4.1. Effects of land use on TSS leaching and inorganic nutrient concentrations
In recent years, watershed modelers have put increasing emphasis on simulating internal watershed processes as realistically as possible (Nasirzadehdizaji et al., 2022; Senent-Aparicio et al., 2021). For the correct diagnosis of agricultural production in hilly terrain, the prediction of erosion losses is crucial ( Basha et al., 2015; Smoroń et al., 2009), and water quality can be improved by using the catchment area effectively (Abeysingha et al., 2015; Bedla and Król 2014; Louis et al., 2011). A large effect on erosion is related to the way the adjacent area has been used and developed. In forest areas in small mountain catchments, land changes are less pronounced (Woo et al., 2021).

• EXCERPTED RECORDS
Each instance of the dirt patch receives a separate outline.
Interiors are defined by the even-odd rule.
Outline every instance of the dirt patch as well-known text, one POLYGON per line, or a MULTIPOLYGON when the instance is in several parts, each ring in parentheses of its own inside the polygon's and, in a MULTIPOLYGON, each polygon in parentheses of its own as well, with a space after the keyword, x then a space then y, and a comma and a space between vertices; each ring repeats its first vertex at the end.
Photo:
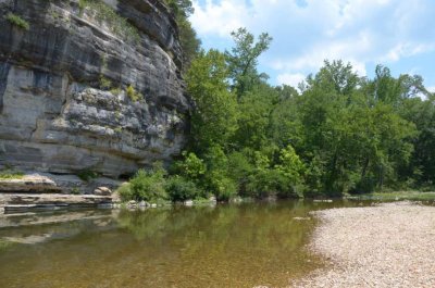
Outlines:
POLYGON ((330 262, 291 287, 435 287, 435 208, 396 202, 316 212, 330 262))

• WHAT IS NEEDED
Continue the section on land use effects on TSS leaching and nutrient concentrations, starting right after its last sentence.

• ANSWER BOX
SAR has revealed the specific associations between adjacent areas and water indicators. For instance, permanent grasslands limit the supply of weathered material, and there is a linear relationship between permanent grassland and the leaching of N-NH4+in the Smugawka stream (Table 5). Since forests slow soil erosion, they are an important source of protection against water erosion (Stępniewski et al., 2010). Additionally, the adopted methods for assessing the intensity of water erosion are influenced by modern morphogenetic processes, and the physiographic features of the catchment area play a major role in determining soil losses (Halecki et al., 2018 a).
The leaching effect of inorganic nutrients can also be limited by increased vegetation. The SAR results revealed that the area covered by permanent grasslands exhibited the lowest inorganic nutrient losses (Fig. 6). Moreover, despite low concentrations of the inorganic nutrients in the tributaries, their concentrations in the main stream gradually increases (Fig. 7).